Text for analysis below:
Invent only that which benefits mankind, stuff that people can use. Don’t chase lab stuff only. Solve  problems:

how to get your hair done the quickest way in the morning, how to get to work using the best route, nearest gas station that charges less (or use EV) glove compartment that can store today’s aviation sun glasses, games that kids can play and learn something while at it, profile  algorithms that make friends out of strangers. Science, Technology and Society. When they plugged in the electricity for the first time at the Chicago fair, many thought it had been Heaven. Now, we took it for granted. Let’s hope for some break-through, even when many will fail. Try again. Keep in mind, the reptilian brain. How we still react like cavemen. Still love like cavemen. And yes, jealousy still is a big part. Those are enduring trends you can bet on.

Start from the start

Science has just made a great leap.

Congratulations. They have discovered the equivalent of DNA of the universe. Named it Higgs, after the scientist.

This lifts the burden off our shoulders: we are not faceless random masses.

If there are DNA’s, there are designs and destination (you might not like it if it’s not to your preferences).

But at least, not random. There is trajectory of time, of predictability and hopefully, rationality.

Things make sense.

Causes and consequences albeit with doubt in between (why Evil seems to have its field day, for instance).
End of Text for analysis.
Information supplied below:
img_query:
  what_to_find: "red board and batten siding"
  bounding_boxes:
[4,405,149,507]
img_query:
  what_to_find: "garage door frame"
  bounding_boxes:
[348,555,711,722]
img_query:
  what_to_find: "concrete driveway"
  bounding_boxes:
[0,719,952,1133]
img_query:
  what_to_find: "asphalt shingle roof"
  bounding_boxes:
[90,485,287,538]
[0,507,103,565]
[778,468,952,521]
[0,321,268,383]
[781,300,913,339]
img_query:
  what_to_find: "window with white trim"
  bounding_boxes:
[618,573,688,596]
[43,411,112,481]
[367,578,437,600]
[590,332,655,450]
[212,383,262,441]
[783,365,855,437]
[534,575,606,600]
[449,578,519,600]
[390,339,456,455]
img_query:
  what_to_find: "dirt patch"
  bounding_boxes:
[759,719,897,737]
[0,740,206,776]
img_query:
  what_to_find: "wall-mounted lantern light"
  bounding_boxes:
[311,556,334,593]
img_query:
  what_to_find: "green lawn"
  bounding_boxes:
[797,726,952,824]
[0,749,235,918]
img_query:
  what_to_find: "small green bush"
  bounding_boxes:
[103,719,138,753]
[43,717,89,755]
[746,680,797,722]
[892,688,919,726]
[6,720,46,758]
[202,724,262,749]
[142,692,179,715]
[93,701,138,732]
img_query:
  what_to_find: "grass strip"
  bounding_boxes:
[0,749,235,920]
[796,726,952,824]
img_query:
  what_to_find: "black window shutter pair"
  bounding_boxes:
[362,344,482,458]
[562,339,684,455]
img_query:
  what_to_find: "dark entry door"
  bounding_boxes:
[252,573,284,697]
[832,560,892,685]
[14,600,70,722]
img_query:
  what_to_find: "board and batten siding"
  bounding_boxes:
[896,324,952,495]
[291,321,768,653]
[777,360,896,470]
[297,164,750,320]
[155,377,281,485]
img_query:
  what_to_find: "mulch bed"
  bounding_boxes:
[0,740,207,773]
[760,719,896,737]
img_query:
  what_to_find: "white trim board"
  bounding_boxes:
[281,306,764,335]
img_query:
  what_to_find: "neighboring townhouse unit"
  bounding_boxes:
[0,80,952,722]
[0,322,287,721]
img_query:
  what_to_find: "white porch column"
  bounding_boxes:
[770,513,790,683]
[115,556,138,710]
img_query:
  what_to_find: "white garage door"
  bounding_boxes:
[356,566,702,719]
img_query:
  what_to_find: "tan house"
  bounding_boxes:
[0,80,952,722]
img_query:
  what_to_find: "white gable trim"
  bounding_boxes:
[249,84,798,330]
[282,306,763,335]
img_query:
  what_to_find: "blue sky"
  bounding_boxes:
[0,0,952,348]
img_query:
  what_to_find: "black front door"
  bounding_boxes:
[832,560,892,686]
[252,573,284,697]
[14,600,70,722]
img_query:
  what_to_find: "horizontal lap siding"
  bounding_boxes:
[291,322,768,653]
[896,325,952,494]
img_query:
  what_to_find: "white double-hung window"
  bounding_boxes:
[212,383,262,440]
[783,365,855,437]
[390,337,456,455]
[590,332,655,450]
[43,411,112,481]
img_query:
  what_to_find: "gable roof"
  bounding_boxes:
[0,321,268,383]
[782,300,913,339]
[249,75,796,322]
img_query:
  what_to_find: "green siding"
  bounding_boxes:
End of Information supplied.
Using the information ::
1. Based on the essay on invention and science, say whether each statement agrees with it. Answer yes or no, and quote the deciding words.
(a) The discovery was named after a scientist.
(b) When electricity was first switched on at the Chicago fair, many people found it unremarkable.
(c) Jealousy no longer plays a large part in how people behave.
2. List every problem that the essay on invention and science names after the words "Solve problems:".
3. Continue the essay on invention and science, picking up after its last sentence.

Answer set ::
1.
(a) Yes: "Named it Higgs, after the scientist."
(b) No: "many thought it had been Heaven."
(c) No: "And yes, jealousy still is a big part."

2.
- how to get your hair done the quickest way in the morning
- how to get to work using the best route
- the nearest gas station that charges less (or use EV)
- a glove compartment that can store today's aviation sunglasses
- games that kids can play and learn something while at it
- profile algorithms that make friends out of strangers

3.
Then, unintended consequences: divorce fall-out, disruption of technology ….

Kids suffer.

Vicious cycle . In Vietnam, the saying goes “cha an man, con khat nuoc” (the Dad sowed, but the children reap).

Before this discovery, we all intuitively sensed that there were order in the universe. Just couldn’t prove it.

But we hum along when hearing “Rhythm of the rain.”

Even the heat waves.

Then the cycle of war (Disputes in the China Sea… rumbles in the MidEast)

There are seasons in the sun. Time to fight, time to make peace.

Underneath it all, lies the DNA, and the Higgs.

Fundamental of fundamentals.

Healing and destruction.

And someday, completion, at least, for us, one by one.

At some point, each of us must stop and ponder: what is life.

Multiple flavors. Wrapped up in one package from the start: our moment of birth. No expectation, no preconception, no reflection. All future. Good start  right from the start.

Start thinking

This is the last of the Trilogy: Start seeing, start hearing and start thinking.

It’s the hardest, because the end product of thinking is acting.

Acting means change. Change brings dissonance and discomfort.

Our faculty is quite limited: we are conditioned to respond in Pavlovian way.

Group think. Similar to   Adam Smith’s unseen hand that regulates the market, there are underpinnings that regulate our thinking e.g. sub-conscious, upbringing, gene pool and the times we live in.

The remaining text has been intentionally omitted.